All of these various issues are very much tied into a kind of market model of education that reinforces the capitalist civilization, one that is more and more obsessed with just interest and image.
G.Y.: What do you see as the foremost challenge in creating a common cause between past generation and the current generation now “catching fire,” as you put it?
C.W.: For me, it is the dialectical interplay between the old school and prophetic thought and action. I’m an old Coltrane disciple just like I’m a Christian. You can be full of fire, but that fire has to be lit by a deep love of the people. And if that love is not in it, then the fire actually becomes just a sounding brass and tinkling cymbal that doesn’t get at the real moral substance and spiritual content that keeps anybody going, but especially people who have been hated for so long and in so many ways, as black people have.

● **ENTRIES PROVIDED**:
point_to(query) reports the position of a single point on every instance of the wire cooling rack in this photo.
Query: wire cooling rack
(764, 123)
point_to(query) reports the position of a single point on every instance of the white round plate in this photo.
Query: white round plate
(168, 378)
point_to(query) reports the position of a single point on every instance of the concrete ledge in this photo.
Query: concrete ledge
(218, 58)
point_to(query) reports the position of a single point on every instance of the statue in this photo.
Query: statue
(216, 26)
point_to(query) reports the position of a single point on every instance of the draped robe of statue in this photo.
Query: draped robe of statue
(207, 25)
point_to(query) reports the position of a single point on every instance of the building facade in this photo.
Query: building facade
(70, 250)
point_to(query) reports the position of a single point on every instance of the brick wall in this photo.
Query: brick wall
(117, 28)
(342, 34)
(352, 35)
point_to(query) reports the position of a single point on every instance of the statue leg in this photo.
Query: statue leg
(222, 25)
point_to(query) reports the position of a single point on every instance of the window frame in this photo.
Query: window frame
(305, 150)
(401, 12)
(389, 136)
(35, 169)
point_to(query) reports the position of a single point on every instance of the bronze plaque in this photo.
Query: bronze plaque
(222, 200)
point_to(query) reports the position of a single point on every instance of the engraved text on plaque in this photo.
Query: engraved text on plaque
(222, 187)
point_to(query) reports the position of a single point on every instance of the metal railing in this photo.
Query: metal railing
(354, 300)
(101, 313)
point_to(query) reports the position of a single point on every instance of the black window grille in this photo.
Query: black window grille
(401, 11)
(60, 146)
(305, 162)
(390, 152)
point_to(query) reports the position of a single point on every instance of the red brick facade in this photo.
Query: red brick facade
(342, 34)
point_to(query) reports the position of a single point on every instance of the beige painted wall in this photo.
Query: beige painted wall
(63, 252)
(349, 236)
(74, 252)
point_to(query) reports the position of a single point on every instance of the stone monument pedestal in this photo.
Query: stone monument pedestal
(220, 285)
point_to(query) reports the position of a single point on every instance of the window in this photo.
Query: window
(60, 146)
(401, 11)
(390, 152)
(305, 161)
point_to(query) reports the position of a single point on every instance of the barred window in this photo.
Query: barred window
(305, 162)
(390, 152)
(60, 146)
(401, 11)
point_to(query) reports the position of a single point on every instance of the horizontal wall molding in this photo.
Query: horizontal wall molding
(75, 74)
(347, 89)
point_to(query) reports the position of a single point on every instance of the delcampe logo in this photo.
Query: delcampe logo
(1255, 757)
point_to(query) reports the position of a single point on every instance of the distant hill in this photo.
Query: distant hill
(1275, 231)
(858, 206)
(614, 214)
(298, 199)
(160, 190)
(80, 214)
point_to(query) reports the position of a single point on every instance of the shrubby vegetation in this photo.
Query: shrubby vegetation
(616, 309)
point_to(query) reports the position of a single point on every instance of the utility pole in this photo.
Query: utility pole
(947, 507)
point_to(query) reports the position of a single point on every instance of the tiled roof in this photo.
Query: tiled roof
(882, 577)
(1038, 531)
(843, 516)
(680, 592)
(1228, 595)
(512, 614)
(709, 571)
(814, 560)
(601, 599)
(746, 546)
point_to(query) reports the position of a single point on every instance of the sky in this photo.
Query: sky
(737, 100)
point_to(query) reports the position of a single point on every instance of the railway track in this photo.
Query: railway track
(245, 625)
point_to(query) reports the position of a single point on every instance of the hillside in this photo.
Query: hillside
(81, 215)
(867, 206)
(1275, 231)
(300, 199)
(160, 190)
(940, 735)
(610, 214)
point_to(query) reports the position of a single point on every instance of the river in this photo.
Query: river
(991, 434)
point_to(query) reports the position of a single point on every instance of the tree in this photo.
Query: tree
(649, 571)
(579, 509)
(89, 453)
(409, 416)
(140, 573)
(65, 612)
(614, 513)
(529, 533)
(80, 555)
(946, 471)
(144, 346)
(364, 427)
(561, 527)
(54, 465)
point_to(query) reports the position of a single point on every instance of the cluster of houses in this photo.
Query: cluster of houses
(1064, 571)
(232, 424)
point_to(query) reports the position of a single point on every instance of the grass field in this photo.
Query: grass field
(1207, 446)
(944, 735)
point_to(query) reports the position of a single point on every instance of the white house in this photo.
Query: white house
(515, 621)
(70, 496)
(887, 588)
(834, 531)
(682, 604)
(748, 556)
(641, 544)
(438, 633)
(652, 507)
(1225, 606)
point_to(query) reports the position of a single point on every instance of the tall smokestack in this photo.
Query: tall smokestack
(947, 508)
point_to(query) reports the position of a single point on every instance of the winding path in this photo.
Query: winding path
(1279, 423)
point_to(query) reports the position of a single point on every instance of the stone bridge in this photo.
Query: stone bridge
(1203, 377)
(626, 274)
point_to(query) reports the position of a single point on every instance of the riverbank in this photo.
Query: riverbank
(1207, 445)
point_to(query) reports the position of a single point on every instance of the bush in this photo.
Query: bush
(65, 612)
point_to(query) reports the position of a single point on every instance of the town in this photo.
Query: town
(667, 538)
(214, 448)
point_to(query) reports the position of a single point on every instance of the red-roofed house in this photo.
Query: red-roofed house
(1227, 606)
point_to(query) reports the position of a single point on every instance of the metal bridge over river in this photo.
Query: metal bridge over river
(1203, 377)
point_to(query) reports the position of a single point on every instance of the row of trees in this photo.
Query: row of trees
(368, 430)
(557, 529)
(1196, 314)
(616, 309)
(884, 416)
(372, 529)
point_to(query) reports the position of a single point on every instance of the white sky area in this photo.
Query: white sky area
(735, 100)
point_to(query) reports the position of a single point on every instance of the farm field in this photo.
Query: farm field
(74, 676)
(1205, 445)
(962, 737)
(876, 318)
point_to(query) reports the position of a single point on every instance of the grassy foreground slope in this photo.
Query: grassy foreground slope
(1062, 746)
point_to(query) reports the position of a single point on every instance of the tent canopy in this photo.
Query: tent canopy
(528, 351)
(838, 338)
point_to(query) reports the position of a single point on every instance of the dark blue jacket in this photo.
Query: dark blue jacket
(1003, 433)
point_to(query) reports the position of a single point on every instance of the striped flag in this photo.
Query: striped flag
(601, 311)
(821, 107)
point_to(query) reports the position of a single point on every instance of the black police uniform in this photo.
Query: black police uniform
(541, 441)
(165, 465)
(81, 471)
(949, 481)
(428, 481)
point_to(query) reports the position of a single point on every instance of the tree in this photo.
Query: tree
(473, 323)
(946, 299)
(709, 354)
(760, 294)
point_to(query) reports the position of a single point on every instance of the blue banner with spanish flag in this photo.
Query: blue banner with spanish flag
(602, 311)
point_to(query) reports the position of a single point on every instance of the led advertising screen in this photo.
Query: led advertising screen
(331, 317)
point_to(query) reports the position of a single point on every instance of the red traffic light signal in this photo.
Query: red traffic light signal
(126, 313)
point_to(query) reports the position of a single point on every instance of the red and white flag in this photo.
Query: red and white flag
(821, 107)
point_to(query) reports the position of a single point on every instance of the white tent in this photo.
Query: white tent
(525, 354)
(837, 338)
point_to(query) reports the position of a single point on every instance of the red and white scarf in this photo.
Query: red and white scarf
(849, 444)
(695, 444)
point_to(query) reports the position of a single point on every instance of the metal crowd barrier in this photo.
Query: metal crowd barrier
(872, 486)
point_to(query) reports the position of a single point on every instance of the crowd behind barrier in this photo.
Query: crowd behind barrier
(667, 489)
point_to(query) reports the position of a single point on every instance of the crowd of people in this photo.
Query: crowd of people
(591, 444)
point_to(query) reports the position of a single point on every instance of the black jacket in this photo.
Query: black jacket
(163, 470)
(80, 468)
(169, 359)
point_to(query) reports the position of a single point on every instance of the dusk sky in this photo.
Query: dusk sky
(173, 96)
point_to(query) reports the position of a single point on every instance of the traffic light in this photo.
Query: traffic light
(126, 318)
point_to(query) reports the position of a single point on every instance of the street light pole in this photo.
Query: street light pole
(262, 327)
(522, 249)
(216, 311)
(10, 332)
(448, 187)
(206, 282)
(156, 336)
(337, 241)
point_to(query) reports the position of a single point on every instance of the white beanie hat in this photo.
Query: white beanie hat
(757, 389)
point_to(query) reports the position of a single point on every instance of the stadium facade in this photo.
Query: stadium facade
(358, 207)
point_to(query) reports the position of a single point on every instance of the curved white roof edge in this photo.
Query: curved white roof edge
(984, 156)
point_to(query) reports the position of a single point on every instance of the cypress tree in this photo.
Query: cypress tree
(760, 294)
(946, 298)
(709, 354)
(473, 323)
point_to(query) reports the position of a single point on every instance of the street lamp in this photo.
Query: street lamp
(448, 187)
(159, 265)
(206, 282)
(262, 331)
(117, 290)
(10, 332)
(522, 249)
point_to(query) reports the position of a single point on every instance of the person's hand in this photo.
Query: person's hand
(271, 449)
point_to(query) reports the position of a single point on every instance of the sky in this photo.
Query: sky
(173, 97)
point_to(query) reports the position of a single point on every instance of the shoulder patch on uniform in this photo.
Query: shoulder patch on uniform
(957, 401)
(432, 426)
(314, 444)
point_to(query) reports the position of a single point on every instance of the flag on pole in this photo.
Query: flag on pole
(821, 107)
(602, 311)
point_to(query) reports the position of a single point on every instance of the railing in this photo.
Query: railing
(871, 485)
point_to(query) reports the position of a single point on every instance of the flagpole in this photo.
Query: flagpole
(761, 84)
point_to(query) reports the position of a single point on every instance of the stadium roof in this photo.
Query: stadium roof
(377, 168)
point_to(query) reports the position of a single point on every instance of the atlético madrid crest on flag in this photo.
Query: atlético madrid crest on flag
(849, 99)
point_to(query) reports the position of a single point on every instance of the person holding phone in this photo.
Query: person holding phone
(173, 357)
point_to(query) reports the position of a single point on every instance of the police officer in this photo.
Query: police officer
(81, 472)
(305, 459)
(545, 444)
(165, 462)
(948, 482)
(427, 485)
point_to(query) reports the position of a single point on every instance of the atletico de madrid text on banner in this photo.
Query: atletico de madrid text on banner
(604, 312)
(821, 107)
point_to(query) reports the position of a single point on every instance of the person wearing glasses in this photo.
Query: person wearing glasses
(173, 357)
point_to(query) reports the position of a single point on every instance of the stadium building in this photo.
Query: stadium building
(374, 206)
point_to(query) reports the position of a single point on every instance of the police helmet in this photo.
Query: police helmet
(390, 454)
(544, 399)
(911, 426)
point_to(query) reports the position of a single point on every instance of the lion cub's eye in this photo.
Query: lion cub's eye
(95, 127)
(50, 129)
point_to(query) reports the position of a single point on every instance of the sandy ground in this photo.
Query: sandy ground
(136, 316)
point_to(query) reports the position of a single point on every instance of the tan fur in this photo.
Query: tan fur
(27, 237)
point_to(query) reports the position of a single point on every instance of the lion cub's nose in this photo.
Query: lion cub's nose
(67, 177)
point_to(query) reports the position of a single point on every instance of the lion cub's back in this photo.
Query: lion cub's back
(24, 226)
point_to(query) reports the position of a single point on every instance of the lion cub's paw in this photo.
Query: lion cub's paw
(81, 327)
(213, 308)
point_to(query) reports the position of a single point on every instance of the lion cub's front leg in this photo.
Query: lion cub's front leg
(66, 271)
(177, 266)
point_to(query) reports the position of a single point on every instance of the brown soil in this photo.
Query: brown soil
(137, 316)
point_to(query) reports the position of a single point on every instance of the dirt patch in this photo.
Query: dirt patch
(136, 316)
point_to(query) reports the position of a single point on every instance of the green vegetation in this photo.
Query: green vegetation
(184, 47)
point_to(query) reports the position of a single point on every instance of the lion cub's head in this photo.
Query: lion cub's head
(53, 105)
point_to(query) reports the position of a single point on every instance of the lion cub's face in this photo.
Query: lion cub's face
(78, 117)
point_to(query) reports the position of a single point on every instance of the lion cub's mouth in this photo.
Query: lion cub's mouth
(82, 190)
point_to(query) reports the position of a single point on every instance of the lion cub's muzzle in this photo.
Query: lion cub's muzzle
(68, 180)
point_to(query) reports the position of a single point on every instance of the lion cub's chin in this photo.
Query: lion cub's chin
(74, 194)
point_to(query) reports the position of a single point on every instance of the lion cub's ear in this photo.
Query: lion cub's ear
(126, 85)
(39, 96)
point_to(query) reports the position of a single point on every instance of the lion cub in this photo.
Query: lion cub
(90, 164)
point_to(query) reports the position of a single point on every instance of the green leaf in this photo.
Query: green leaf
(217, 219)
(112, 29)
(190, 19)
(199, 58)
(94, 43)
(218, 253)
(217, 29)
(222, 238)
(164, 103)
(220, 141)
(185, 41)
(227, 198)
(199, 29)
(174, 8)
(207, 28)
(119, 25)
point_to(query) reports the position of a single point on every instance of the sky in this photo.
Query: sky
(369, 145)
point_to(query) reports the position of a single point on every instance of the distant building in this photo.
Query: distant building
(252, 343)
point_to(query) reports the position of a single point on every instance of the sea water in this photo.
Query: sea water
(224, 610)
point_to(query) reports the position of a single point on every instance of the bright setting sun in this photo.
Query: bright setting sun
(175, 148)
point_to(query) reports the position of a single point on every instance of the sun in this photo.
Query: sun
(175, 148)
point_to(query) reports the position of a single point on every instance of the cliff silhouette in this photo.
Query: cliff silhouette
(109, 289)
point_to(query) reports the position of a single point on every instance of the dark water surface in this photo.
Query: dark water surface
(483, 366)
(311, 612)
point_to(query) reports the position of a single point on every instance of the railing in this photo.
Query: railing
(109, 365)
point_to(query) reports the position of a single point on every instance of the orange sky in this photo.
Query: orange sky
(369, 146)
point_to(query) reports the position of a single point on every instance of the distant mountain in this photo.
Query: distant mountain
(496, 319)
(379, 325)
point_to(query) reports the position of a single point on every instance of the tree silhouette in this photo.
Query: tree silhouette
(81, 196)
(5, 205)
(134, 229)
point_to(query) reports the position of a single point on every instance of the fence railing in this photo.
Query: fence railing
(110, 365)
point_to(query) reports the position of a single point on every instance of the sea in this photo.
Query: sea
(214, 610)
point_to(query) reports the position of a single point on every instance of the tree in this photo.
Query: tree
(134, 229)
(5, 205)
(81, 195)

● **BRIEF 1**:
List each musician and musical instrument named in C.W.'s reply in the interview excerpt.
● **BRIEF 2**:
According to the interview excerpt, what must the fire be lit by?

● **CORRECT RESULT 1**:
- Coltrane
- sounding brass
- tinkling cymbal

● **CORRECT RESULT 2**:
A deep love of the people.